> _Exercise prompt_
Look below for the line with "phrase -- turquoise pool water", then repeat it and all lines after it, exactly, minus any pictures.

Rows from a pointing dataset
----

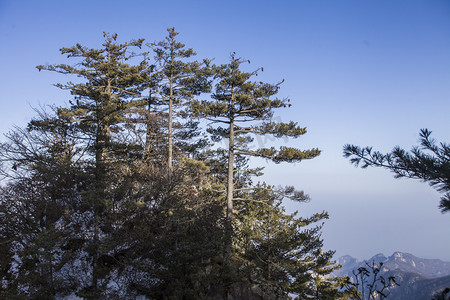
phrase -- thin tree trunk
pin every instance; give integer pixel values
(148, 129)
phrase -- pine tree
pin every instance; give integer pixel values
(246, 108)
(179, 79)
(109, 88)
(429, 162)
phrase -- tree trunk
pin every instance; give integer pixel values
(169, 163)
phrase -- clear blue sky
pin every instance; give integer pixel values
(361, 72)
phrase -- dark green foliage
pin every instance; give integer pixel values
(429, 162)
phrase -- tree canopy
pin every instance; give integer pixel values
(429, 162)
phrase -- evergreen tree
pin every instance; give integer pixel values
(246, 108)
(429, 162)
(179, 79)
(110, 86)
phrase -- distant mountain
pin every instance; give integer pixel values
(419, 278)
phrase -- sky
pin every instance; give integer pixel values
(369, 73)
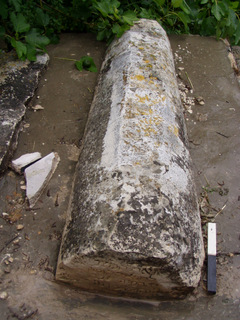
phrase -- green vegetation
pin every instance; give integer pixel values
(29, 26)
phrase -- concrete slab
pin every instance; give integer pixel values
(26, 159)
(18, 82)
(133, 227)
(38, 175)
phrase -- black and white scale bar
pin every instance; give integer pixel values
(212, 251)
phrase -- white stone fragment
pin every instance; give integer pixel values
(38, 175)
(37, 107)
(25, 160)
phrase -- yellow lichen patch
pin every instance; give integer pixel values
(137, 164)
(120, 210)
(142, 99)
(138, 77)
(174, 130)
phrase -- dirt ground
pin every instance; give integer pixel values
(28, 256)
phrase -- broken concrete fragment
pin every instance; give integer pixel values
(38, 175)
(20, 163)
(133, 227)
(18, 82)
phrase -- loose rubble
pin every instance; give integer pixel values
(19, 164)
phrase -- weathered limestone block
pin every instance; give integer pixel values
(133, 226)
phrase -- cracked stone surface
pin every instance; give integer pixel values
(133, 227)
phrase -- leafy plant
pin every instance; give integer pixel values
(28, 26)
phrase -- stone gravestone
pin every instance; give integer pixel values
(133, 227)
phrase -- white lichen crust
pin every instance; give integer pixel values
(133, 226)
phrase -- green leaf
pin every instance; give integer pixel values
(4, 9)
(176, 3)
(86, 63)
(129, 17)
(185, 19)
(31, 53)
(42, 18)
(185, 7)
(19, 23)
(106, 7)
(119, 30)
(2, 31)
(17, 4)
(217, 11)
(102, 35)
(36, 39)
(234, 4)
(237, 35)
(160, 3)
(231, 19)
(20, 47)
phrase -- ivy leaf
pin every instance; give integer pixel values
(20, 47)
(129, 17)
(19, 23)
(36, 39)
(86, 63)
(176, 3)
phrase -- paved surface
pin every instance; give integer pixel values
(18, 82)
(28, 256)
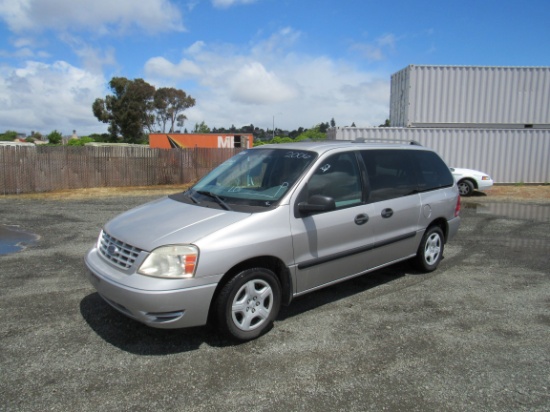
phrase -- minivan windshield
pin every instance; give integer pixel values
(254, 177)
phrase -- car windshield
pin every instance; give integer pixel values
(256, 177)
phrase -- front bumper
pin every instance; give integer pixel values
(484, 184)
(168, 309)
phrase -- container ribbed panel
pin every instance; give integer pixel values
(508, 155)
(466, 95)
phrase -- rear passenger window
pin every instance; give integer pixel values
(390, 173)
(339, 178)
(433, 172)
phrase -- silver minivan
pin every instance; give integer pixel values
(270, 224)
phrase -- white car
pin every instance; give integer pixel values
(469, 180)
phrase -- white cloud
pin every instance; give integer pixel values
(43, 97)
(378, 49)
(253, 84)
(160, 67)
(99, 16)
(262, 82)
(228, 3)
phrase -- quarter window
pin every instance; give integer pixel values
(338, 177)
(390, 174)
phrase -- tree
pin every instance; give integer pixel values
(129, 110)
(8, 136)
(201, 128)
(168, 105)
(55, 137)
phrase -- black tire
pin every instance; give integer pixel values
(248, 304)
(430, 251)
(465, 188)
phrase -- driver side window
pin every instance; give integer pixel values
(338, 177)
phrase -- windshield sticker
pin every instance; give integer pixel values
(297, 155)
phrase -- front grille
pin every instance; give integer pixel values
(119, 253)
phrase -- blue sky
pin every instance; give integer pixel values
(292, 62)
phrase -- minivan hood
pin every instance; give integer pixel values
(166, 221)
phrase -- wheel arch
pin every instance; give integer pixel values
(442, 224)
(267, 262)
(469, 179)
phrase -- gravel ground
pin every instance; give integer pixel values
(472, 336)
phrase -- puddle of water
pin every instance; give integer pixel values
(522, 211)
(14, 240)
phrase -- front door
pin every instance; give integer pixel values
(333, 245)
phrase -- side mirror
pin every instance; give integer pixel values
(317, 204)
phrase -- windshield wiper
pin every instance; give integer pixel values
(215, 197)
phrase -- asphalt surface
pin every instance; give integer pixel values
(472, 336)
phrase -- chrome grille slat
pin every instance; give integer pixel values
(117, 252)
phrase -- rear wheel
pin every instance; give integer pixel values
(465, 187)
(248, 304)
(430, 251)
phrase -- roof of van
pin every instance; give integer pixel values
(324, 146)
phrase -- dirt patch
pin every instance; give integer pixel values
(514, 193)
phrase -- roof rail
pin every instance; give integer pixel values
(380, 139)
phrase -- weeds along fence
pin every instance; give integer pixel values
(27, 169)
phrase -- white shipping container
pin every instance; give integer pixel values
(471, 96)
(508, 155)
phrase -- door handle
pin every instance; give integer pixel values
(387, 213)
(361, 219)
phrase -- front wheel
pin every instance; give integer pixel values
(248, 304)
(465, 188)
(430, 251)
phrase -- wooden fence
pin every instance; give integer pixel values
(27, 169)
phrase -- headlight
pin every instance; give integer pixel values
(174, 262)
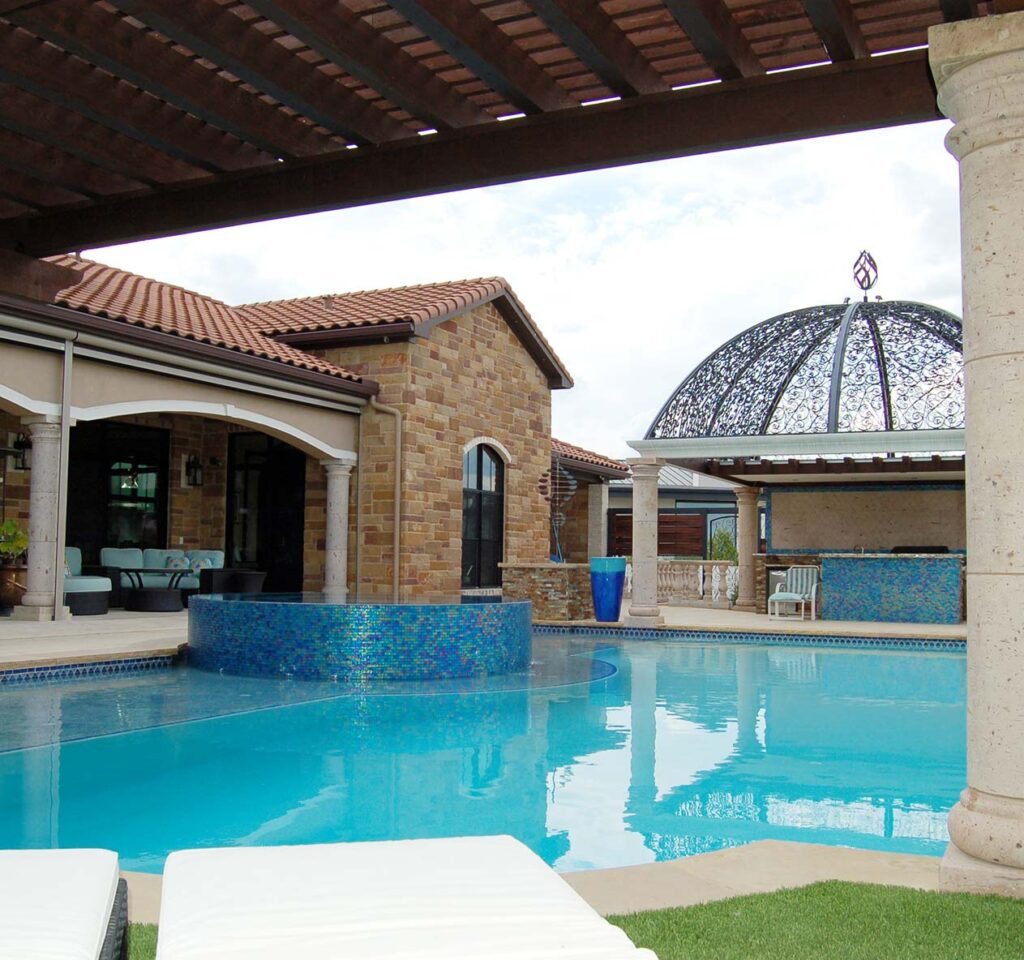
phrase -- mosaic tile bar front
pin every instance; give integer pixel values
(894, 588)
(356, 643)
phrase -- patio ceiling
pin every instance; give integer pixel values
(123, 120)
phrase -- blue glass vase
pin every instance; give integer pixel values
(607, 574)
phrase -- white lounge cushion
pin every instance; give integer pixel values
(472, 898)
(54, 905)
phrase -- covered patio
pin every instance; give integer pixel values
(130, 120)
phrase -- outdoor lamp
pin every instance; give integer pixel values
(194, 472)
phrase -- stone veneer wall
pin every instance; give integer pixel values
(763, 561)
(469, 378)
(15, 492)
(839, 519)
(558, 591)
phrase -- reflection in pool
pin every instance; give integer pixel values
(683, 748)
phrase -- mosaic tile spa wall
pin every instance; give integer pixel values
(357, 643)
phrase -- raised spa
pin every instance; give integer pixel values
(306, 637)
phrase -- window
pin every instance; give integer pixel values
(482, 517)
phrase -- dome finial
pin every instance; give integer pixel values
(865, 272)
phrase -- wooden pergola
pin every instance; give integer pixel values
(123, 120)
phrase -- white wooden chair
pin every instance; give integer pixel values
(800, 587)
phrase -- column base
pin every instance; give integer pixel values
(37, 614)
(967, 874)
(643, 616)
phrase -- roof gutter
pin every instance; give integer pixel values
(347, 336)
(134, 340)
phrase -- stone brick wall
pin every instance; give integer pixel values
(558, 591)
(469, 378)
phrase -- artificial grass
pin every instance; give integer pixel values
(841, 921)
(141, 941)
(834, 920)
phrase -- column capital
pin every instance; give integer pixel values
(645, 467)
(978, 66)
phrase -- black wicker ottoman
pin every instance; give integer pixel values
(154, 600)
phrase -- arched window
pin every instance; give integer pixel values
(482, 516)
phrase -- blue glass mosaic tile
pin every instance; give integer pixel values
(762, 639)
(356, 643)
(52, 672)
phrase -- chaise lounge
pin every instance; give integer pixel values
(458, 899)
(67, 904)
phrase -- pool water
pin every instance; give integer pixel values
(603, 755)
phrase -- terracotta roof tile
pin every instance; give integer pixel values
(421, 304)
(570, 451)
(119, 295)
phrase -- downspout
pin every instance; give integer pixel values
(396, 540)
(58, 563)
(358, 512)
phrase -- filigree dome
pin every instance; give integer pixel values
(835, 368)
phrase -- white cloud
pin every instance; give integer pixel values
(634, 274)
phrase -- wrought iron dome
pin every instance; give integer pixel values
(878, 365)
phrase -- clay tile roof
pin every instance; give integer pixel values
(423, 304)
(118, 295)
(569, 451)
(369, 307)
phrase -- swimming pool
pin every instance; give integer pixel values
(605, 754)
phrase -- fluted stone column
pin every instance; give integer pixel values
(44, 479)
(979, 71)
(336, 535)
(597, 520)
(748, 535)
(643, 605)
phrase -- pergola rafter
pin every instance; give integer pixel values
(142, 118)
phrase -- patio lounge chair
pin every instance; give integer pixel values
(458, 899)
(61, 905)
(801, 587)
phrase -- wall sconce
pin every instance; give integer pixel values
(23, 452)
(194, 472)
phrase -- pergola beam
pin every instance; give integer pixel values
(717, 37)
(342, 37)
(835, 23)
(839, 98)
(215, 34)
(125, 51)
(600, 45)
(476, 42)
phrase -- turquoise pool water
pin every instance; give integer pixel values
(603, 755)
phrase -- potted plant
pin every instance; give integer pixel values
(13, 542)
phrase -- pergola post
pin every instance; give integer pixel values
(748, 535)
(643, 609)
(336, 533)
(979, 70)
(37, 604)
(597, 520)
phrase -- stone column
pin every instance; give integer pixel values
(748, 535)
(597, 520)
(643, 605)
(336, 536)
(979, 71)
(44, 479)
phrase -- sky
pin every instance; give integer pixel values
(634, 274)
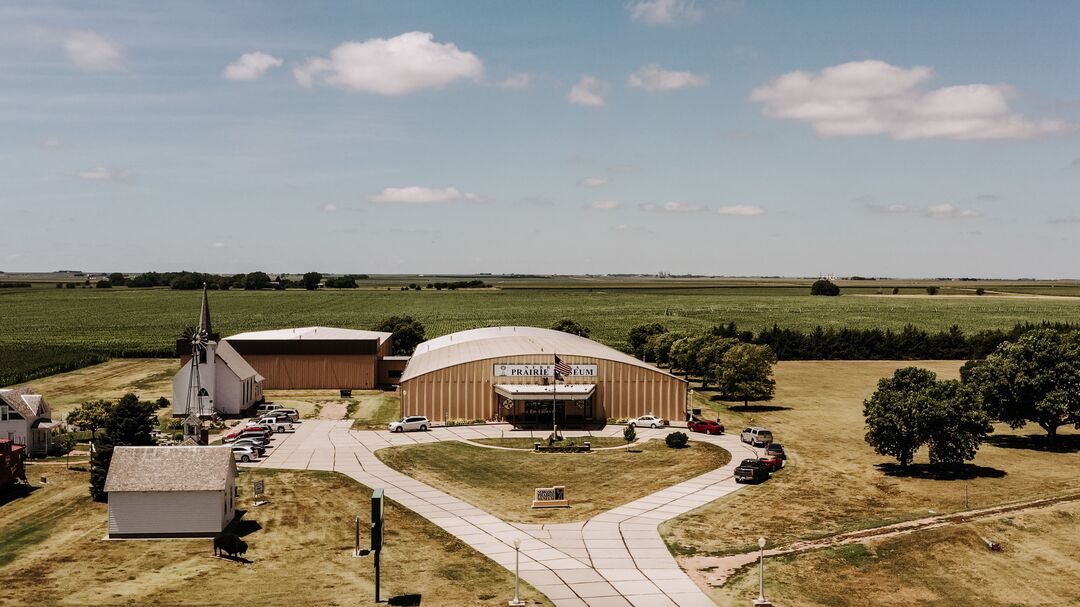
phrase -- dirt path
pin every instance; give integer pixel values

----

> _Expected output_
phrase -- turquoise pool water
pin every instance; give integer pixel values
(603, 755)
phrase -- potted plant
pin every instance; give integer pixel values
(13, 542)
phrase -- pergola post
pin every instance; give integer pixel values
(748, 535)
(643, 609)
(336, 533)
(979, 70)
(37, 604)
(597, 520)
phrase -- stone column
pin every instance; give integer pixel values
(748, 535)
(597, 520)
(643, 605)
(336, 536)
(979, 71)
(44, 479)
phrase -- sky
pin every instance; give integer pixel values
(634, 274)
phrase -- dirt path
pin every instance; give integer pixel values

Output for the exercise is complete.